EXERCISE DESCRIPTION ▸
Render every line of all the rows below as a JSON list of strings, one string per line, leaving out any blank lines.

--- start DATASET EXTRACT ---

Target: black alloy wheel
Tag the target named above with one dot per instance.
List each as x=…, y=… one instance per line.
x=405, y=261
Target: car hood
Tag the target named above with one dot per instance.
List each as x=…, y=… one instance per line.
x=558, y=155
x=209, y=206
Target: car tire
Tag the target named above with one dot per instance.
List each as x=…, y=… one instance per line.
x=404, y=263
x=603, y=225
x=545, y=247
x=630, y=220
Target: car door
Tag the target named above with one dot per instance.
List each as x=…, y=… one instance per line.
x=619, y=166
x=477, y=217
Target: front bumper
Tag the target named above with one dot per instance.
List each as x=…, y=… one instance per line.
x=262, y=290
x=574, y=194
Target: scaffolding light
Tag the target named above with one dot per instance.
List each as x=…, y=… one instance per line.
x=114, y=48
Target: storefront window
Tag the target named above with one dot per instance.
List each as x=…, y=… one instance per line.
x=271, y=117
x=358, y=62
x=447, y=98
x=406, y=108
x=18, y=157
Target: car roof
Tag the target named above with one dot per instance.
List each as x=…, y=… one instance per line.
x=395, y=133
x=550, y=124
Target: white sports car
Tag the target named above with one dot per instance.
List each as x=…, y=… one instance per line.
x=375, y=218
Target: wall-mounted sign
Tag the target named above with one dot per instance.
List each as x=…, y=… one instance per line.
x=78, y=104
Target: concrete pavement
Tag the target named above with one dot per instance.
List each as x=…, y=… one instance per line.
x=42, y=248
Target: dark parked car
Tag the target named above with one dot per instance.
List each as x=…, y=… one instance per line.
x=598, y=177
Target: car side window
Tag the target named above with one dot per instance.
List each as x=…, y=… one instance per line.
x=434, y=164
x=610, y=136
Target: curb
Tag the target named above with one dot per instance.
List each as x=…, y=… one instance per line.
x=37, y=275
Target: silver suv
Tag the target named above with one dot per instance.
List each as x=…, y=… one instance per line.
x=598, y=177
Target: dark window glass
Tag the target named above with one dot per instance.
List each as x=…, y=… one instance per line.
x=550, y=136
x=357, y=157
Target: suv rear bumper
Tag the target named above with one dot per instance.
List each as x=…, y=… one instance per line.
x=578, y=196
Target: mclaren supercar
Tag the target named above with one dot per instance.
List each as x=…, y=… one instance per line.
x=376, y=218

--- end DATASET EXTRACT ---

TASK OUTPUT ▸
[
  "Target: black alloy wheel",
  "Tag the target named above with one dot per instance.",
  "List each as x=…, y=… one instance per line.",
  "x=405, y=261",
  "Target: car hood",
  "Tag the target named above with one dot per instance.",
  "List each as x=…, y=… one instance per line.",
  "x=558, y=155",
  "x=209, y=206",
  "Target: car tire",
  "Tag the target named above with one dot per instance.",
  "List each as x=…, y=… one instance per line.",
  "x=404, y=263",
  "x=603, y=225",
  "x=545, y=247",
  "x=630, y=220",
  "Target: car door",
  "Tag the target named above with one dot per instance.",
  "List each as x=…, y=… one instance per line.",
  "x=619, y=166",
  "x=477, y=217",
  "Target: front bumper",
  "Tag the target named above with one dot per instance.",
  "List each as x=…, y=… one instance per line.",
  "x=262, y=290",
  "x=574, y=194",
  "Target: scaffolding light",
  "Tag the target named above with one dot per instance.",
  "List each as x=…, y=… one instance per line.",
  "x=114, y=48",
  "Target: storefront window",
  "Tag the target named above with one dot per instance.",
  "List each as x=…, y=… one instance per line.",
  "x=271, y=117",
  "x=358, y=62",
  "x=447, y=98",
  "x=406, y=108",
  "x=18, y=157",
  "Target: car roof",
  "Tag the target named above with one dot per instance.",
  "List each as x=…, y=… one instance per line.",
  "x=395, y=133",
  "x=550, y=124",
  "Target: white sports car",
  "Tag the target named above with one dot per instance.",
  "List each as x=…, y=… one instance per line.",
  "x=375, y=218",
  "Target: wall-mounted sign",
  "Tag the target named above with one dot per instance.",
  "List each as x=…, y=… one instance per line.",
  "x=78, y=104",
  "Target: concrete pavement",
  "Tag the target named above with one dot per instance.",
  "List each as x=…, y=… one instance per line.",
  "x=42, y=248",
  "Target: dark parked car",
  "Tag the target named above with one dot per instance.",
  "List each as x=…, y=… one instance per line.",
  "x=598, y=177",
  "Target: car side window",
  "Tag the target named above with one dot per instance.",
  "List each as x=…, y=… one instance per line.",
  "x=434, y=164",
  "x=610, y=136",
  "Target: curb",
  "Tag the target named above with one dot per instance.",
  "List each as x=…, y=… one instance per line.",
  "x=37, y=275",
  "Target: silver suv",
  "Tag the target named above with one dot per instance.",
  "List each as x=…, y=… one instance per line.",
  "x=598, y=177",
  "Target: dark window glass",
  "Tag the target named above with one dot per instance.",
  "List each as x=…, y=… one instance per line.",
  "x=550, y=136",
  "x=357, y=157",
  "Target: suv rear bumper",
  "Tag the target named above with one dot per instance.",
  "List each as x=…, y=… one instance per line.",
  "x=578, y=196",
  "Target: mclaren supercar",
  "Tag the target named above with one dot per instance.",
  "List each as x=…, y=… one instance per line.",
  "x=376, y=218"
]